Supplied records section start

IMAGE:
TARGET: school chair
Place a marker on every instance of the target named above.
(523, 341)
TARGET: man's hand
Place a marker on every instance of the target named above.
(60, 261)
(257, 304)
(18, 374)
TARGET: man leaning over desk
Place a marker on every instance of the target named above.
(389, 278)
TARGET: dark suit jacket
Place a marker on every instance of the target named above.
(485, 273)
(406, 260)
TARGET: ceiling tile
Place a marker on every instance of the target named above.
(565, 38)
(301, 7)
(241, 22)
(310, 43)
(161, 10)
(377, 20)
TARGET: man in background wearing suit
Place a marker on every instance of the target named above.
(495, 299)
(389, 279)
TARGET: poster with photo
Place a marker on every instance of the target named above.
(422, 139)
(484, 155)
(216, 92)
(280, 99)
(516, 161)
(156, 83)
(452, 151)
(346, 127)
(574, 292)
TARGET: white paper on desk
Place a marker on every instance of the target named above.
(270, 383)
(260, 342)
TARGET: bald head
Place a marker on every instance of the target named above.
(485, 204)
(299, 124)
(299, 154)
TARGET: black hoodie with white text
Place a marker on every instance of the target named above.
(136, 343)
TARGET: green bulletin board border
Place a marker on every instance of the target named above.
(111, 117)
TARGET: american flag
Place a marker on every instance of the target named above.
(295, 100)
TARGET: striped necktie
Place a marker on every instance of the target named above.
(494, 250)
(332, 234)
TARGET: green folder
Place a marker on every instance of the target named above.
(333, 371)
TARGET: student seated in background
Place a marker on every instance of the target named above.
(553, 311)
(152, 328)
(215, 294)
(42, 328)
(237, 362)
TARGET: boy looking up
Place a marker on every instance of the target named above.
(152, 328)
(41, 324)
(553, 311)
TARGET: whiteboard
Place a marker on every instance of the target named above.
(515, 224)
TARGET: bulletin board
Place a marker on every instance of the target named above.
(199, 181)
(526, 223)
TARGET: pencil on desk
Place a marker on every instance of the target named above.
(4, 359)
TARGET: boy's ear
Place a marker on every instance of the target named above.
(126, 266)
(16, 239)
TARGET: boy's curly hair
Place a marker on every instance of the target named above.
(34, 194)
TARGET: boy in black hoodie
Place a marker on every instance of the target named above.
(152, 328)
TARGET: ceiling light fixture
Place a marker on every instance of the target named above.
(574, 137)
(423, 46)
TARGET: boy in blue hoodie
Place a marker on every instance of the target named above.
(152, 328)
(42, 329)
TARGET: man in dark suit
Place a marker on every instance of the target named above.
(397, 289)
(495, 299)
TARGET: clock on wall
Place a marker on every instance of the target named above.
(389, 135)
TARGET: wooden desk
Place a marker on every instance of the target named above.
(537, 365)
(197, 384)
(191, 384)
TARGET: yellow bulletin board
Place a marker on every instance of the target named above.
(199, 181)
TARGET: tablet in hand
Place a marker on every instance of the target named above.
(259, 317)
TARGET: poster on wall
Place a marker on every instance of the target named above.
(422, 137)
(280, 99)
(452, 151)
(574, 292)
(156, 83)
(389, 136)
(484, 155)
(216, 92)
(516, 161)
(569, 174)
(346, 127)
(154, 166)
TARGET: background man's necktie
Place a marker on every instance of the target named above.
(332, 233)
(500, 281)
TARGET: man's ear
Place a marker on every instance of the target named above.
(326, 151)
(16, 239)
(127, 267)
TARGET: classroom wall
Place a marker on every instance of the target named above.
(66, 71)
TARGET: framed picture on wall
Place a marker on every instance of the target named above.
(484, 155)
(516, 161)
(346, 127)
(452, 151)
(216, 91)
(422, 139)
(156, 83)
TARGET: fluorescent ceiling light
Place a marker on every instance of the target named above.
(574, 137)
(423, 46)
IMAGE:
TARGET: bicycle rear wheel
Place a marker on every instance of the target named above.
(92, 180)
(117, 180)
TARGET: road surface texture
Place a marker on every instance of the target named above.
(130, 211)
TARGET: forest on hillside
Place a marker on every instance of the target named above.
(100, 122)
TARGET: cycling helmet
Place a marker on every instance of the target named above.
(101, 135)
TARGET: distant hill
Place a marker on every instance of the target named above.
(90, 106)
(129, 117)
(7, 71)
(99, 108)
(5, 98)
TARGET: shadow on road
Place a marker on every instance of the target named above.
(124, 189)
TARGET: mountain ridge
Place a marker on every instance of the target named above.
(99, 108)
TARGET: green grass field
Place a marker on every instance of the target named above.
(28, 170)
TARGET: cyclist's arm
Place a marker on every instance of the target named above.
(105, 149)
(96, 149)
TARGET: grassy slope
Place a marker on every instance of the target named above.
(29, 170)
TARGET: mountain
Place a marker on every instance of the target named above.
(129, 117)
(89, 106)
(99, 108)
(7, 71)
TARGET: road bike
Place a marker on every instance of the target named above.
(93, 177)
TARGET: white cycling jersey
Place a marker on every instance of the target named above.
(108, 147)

Supplied records section end

→ Your objective:
A verbatim transcription is needed of the lines above, starting at the line with "TARGET: school chair" and ending at the line with "TARGET: green bulletin board border", both included, and of nothing else.

→ Response:
TARGET: school chair
Place a marker on every instance of the target named above.
(523, 341)
TARGET: man's hand
Place a marker on every instance of the target named above.
(60, 261)
(257, 304)
(18, 374)
TARGET: man leaning over desk
Place a marker on every instance of the target named above.
(389, 278)
TARGET: dark suit jacket
Place a marker on every instance of the target named above.
(485, 273)
(406, 260)
TARGET: ceiling tile
Place a marker on every instance of the target named above.
(565, 38)
(301, 7)
(241, 22)
(310, 43)
(161, 10)
(377, 20)
TARGET: man in background wearing suit
Place a marker on every instance of the target named above.
(495, 299)
(389, 279)
TARGET: poster with photo
Place a marker on every instance of the target named above.
(422, 139)
(484, 155)
(216, 92)
(280, 99)
(516, 161)
(156, 83)
(452, 151)
(346, 127)
(574, 292)
TARGET: white paper on desk
Place a marker on every instance of the target named above.
(270, 383)
(260, 342)
TARGET: bald head
Place a marker on every instance of the target named above.
(485, 204)
(299, 124)
(299, 154)
TARGET: black hoodie with white text
Place a marker on every instance of the target named above.
(136, 343)
TARGET: green bulletin board border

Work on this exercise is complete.